::: SUPPLIED ENTRIES
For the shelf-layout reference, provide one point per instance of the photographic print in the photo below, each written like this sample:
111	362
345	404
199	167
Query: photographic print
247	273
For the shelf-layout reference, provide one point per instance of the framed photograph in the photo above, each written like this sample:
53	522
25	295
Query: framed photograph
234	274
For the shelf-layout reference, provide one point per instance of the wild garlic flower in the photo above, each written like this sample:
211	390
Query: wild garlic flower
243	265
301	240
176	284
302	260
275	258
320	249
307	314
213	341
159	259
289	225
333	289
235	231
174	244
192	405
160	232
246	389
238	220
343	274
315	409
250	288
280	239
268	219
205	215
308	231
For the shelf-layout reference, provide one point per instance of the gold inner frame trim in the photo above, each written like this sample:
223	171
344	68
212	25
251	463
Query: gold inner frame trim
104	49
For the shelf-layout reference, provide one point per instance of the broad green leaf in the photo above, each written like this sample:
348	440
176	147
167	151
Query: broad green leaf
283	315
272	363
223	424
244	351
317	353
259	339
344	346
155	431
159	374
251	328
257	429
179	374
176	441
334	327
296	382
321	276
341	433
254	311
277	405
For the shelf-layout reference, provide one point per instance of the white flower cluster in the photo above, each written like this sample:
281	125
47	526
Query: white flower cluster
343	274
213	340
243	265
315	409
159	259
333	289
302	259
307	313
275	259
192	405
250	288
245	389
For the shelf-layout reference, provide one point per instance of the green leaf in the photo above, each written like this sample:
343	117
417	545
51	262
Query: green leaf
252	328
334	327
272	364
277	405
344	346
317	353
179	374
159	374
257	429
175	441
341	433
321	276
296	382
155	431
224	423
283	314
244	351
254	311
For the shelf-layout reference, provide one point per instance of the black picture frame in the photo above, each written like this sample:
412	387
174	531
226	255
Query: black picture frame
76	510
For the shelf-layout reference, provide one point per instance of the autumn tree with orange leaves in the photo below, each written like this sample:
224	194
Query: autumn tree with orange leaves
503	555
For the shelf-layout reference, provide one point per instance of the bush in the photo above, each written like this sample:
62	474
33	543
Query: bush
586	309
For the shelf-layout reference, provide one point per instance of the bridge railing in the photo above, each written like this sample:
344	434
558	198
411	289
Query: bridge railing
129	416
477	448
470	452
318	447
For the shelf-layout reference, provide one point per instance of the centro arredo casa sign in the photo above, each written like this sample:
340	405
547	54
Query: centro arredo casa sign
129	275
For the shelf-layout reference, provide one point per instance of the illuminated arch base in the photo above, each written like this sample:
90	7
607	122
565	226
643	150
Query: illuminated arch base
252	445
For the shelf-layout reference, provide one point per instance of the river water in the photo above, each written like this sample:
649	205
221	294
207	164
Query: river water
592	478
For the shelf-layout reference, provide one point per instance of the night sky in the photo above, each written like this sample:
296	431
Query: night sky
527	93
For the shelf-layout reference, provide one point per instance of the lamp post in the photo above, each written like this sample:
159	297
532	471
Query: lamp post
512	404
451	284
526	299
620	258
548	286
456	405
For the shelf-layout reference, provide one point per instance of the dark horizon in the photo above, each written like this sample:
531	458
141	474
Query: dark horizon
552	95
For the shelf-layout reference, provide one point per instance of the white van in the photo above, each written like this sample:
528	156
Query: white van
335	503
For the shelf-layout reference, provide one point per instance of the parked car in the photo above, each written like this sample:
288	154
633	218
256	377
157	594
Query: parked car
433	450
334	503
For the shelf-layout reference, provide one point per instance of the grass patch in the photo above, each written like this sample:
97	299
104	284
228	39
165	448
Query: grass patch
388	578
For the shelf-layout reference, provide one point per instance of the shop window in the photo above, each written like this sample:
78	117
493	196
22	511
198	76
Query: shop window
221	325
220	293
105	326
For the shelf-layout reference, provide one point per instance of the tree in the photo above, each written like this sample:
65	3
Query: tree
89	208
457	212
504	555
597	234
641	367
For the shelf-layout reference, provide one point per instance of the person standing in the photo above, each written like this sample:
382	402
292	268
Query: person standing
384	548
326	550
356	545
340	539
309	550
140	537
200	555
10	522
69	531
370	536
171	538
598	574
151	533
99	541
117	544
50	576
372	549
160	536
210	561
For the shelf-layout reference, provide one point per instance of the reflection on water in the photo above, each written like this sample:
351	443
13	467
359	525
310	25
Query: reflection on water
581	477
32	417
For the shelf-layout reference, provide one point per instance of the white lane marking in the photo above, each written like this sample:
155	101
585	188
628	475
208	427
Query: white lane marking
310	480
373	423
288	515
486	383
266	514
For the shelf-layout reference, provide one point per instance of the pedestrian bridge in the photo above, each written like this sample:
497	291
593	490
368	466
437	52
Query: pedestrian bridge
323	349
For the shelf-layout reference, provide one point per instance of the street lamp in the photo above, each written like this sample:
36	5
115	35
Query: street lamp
::::::
[TASK INSTRUCTIONS] Check each line of the material for the word "below". State how many have it, and write nothing else.

[SOLUTION TO THIS PROBLEM] 2